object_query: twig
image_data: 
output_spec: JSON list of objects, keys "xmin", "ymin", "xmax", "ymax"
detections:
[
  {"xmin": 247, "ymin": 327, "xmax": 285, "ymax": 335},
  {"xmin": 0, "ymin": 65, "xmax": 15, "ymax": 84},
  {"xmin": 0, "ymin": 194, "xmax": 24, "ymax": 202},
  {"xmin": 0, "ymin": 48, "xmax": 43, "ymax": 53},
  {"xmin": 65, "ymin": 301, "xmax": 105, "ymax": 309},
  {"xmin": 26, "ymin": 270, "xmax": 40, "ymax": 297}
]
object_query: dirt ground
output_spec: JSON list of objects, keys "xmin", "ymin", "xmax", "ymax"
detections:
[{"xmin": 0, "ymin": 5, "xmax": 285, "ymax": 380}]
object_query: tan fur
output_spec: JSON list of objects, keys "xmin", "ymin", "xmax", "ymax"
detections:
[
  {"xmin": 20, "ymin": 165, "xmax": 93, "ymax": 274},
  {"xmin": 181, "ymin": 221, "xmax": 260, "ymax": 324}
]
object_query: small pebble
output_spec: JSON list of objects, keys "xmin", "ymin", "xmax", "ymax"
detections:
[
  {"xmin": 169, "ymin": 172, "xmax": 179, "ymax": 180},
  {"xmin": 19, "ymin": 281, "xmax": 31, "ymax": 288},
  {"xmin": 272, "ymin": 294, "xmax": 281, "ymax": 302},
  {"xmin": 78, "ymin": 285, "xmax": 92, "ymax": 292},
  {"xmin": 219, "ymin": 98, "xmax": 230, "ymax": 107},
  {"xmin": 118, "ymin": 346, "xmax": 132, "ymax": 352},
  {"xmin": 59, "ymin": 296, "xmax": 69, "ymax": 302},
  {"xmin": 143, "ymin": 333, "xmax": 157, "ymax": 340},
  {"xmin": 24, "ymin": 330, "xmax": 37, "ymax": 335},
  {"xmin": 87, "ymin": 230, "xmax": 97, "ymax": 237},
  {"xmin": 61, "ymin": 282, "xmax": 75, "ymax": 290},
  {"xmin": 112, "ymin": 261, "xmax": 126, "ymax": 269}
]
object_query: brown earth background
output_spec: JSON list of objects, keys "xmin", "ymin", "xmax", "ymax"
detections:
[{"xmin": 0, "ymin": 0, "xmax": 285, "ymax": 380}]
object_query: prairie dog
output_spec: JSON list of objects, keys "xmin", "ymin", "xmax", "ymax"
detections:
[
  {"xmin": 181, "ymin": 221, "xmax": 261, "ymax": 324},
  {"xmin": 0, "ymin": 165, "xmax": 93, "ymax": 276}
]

* [EXERCISE BRIEF]
Reproduce the lines from the one containing "object_query: brown earth background" through the final line, inclusive, and shift every bounding-box coordinate in the detections up by 85.

* [SOLUTION FOR THIS EXERCISE]
object_query: brown earth background
output_spec: JSON list of objects, keys "xmin", "ymin", "xmax", "ymax"
detections:
[{"xmin": 85, "ymin": 85, "xmax": 370, "ymax": 465}]
object_query: prairie dog
output_spec: JSON list of objects, keys "xmin", "ymin", "xmax", "ymax"
detections:
[
  {"xmin": 266, "ymin": 306, "xmax": 346, "ymax": 409},
  {"xmin": 85, "ymin": 250, "xmax": 178, "ymax": 361}
]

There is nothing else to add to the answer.